> **Extracted data**:
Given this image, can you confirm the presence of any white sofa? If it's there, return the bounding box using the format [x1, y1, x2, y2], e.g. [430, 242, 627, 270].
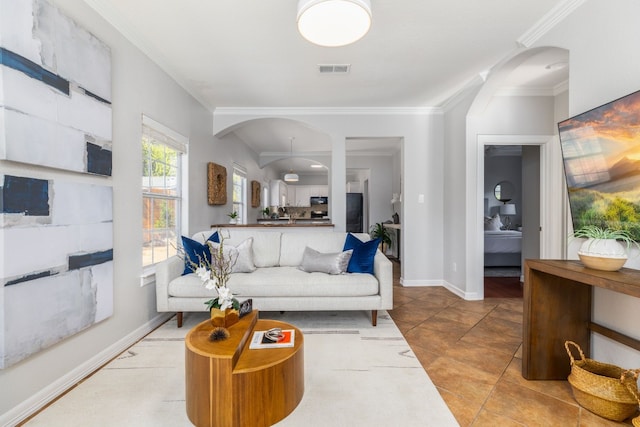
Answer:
[156, 228, 393, 327]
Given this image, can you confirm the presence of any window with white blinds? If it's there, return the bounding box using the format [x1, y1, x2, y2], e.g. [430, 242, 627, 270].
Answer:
[142, 116, 187, 267]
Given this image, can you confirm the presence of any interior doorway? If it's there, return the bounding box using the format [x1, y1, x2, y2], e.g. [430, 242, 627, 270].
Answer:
[481, 138, 544, 298]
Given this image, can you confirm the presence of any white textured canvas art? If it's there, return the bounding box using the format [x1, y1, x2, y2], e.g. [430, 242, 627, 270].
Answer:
[0, 0, 113, 369]
[0, 0, 112, 176]
[0, 175, 113, 367]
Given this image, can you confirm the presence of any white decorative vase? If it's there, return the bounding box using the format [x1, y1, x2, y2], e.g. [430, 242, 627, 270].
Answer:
[578, 239, 627, 271]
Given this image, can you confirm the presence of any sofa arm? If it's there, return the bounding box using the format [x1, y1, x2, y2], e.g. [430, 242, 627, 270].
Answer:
[373, 250, 393, 310]
[156, 256, 184, 312]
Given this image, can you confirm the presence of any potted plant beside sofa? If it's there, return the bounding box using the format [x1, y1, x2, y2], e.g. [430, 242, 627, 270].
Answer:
[227, 211, 238, 224]
[573, 225, 640, 271]
[369, 222, 392, 254]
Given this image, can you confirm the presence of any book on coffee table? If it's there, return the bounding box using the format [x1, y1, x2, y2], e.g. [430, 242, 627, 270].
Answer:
[249, 329, 296, 349]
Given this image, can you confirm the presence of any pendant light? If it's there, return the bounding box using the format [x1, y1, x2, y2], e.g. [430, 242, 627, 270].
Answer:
[297, 0, 371, 47]
[284, 137, 299, 182]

> **What the task requires**: Please rewrite the records from the start through the line containing "[156, 228, 393, 327]", requests included, shifting every bounding-box coordinate in the answers by -27. Leave the pictures out.

> **Complete output**:
Given this image, can you confirm the presence of any white sofa? If it's there, return the bounding box using the format [x1, y1, x2, y2], e.g. [430, 242, 627, 270].
Answer:
[129, 201, 366, 300]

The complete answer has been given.